___ ИЗВЛЕЧЁННЫЙ ТЕКСТ ___

Государь заметил Булатова и пожаловал ему золотую шпагу «За храбрость». Так славно закончил свой боевой путь декабрист Александр Михайлович Булатов. За полтора года войны он прошёл путь от подпоручика до гвардейского подполковника, командира батальона лейб-гвардии гренадерского полка. Был награждён орденами: св. Георгия 3-й и 4-й степеней, св. Владимира 4-й степени, св. Анны 3-й и 2-й степеней, прусским орденами «За военные заслуги» и «Кульмский крест», австрийским орденом «Леопольда 3-й степени», медалью «За спасение отечества», золотой шпагой «За храбрость».

После войны

Только в конце 1815 года А.М. Булатов со своим батальоном возвратился из заграничного похода в Петербург, где занял под квартиру флигель второго отцовского дома на Спасо-Преображенской площади, ныне на ул. Рылеева №1. Этот дом хорошо сохранился до наших дней.

В 1818 году Александр Михайлович производится в полковники и в этом же году женится без согласия отца по любви на фрейлине императрицы Марии Фёдоровны, шестнадцатилетней Елизавете Ивановне Мельниковой дочери тайного советника Ивана Андреевича Мельникова, который был членом Почтового Совета, министром почт и телеграфа родной внучке П.С. Карпинской.

Отец готовил ему другую партию, близкую его кругу и за непослушание лишил его наследства по завещанию от 1818 года, не без деятельного участия мачехи Марии Богдановны, с которой у Александра Михайловича были весьма холодные отношения. Мачеха стремилась передать миллионное наследство мужа по завещанию своим сыновьям Александру и Михаилу.

Разрыв с отцом и мачехой вынудил Александра Михайловича с молодой женой покинуть дом на Спас-Преображенской площади и занять под квартиру второй этаж другого отцовского дома на Исаакиевской площади дом №7. Этот дом хорошо сохранился сегодня, а в то время в нем квартировали выдающиеся деятели того времени А.С. Грибоедов, декабрист В.К. Кюхельбекер и А.И. Одоевский.

Возвращение в Россию открыло перед русскими солдатами и офицерами, героями войн с Наполеоном, жуткую картину, крепостники свирепствовали. В армии насаждалась аракчеевская палочная дисциплина, ещё изощрённее, чем была при императоре Павле I. Помещики палками выбивали из несчастных крестьян дополнительные подати на. Покрытие личного ущерба, причинённого войной. В столице утвердились у власти самые реакционные личности. Это Аракчеевы, Кочубеи, Уваровы, Голицины, Мамоновы и некоторые другие, которые во время войны, прятались в глубинах Олонецкой, Пермской, Нижегородской, Оренбургской и Тобольской губерний, а теперь смертельно завидуя фронтовикам, рвались на первые роли.

___

[КОРОТКОЕ ЗАДАНИЕ 1]
Выпишите из списка ниже все строки со словом «ship».

___ ДАННЫЕ ЗАДАНИЯ ___

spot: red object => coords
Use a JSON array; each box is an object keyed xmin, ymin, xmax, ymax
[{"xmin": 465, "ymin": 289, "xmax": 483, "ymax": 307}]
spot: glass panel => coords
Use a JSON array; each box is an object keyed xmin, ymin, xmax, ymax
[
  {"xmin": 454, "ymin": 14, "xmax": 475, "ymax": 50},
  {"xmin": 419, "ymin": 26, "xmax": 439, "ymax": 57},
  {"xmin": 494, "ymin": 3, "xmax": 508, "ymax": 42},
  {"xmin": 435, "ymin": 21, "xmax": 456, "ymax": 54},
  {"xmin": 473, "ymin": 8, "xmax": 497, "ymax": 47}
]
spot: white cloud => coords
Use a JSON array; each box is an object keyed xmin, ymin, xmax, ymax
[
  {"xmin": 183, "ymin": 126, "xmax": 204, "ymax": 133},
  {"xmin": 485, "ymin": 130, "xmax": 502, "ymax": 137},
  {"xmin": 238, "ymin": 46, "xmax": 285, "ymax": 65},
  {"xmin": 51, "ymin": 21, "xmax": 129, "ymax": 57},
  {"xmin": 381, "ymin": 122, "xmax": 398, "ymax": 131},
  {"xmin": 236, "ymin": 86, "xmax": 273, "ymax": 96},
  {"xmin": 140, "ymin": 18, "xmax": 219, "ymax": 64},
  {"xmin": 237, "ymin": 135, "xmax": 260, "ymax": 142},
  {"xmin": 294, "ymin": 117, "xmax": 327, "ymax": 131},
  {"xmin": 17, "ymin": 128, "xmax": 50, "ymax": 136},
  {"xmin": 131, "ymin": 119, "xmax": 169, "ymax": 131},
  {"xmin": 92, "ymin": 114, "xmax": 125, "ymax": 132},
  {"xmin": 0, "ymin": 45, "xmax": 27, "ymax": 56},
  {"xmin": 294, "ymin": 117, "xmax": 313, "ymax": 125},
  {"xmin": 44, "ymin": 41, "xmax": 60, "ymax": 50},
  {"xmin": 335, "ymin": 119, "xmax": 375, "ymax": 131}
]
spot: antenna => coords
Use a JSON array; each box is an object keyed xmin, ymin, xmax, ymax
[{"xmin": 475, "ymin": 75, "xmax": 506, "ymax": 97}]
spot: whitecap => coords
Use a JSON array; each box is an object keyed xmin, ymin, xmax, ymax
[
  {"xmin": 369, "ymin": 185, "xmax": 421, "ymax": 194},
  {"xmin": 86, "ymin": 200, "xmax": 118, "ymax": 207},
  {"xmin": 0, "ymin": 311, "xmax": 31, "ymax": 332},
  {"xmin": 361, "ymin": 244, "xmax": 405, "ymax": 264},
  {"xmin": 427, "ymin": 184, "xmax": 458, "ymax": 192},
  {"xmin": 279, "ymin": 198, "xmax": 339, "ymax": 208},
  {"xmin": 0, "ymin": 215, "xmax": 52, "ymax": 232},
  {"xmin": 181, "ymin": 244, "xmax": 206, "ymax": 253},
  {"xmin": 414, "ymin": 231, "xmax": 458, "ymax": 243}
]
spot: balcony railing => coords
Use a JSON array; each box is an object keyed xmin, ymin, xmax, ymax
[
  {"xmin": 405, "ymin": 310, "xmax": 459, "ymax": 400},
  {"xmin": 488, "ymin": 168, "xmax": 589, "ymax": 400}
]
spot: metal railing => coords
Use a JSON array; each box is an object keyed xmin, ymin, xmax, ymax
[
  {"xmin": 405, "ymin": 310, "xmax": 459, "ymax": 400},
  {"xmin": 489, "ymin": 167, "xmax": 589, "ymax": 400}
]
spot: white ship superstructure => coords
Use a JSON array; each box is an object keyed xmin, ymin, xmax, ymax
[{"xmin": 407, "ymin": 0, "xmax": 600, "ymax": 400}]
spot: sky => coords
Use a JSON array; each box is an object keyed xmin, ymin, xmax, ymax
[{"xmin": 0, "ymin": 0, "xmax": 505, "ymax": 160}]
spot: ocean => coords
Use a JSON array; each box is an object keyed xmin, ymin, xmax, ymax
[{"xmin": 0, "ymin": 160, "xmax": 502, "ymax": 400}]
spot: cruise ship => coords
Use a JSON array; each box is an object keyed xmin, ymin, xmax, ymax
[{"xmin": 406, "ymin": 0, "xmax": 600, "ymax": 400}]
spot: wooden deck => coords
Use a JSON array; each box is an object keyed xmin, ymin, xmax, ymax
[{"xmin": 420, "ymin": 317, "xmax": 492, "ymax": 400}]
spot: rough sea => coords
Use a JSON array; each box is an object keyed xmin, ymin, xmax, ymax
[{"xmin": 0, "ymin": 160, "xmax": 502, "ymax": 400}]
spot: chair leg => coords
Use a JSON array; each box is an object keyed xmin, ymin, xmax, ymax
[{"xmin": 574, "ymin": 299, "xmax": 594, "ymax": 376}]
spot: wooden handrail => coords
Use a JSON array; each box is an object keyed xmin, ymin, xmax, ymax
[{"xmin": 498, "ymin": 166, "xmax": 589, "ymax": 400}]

___

[КОРОТКОЕ ЗАДАНИЕ 2]
Процитируйте часть текста о декабристе Булатове: начните с места, где стоят слова «Отец готовил ему», и остановитесь после слов «и А.И. Одоевский.».

[ОТВЕТ К УПРАЖНЕНИЮ 1]
spot: white ship superstructure => coords
spot: cruise ship => coords

[ОТВЕТ К УПРАЖНЕНИЮ 2]
Отец готовил ему другую партию, близкую его кругу и за непослушание лишил его наследства по завещанию от 1818 года, не без деятельного участия мачехи Марии Богдановны, с которой у Александра Михайловича были весьма холодные отношения. Мачеха стремилась передать миллионное наследство мужа по завещанию своим сыновьям Александру и Михаилу.

Разрыв с отцом и мачехой вынудил Александра Михайловича с молодой женой покинуть дом на Спас-Преображенской площади и занять под квартиру второй этаж другого отцовского дома на Исаакиевской площади дом №7. Этот дом хорошо сохранился сегодня, а в то время в нем квартировали выдающиеся деятели того времени А.С. Грибоедов, декабрист В.К. Кюхельбекер и А.И. Одоевский.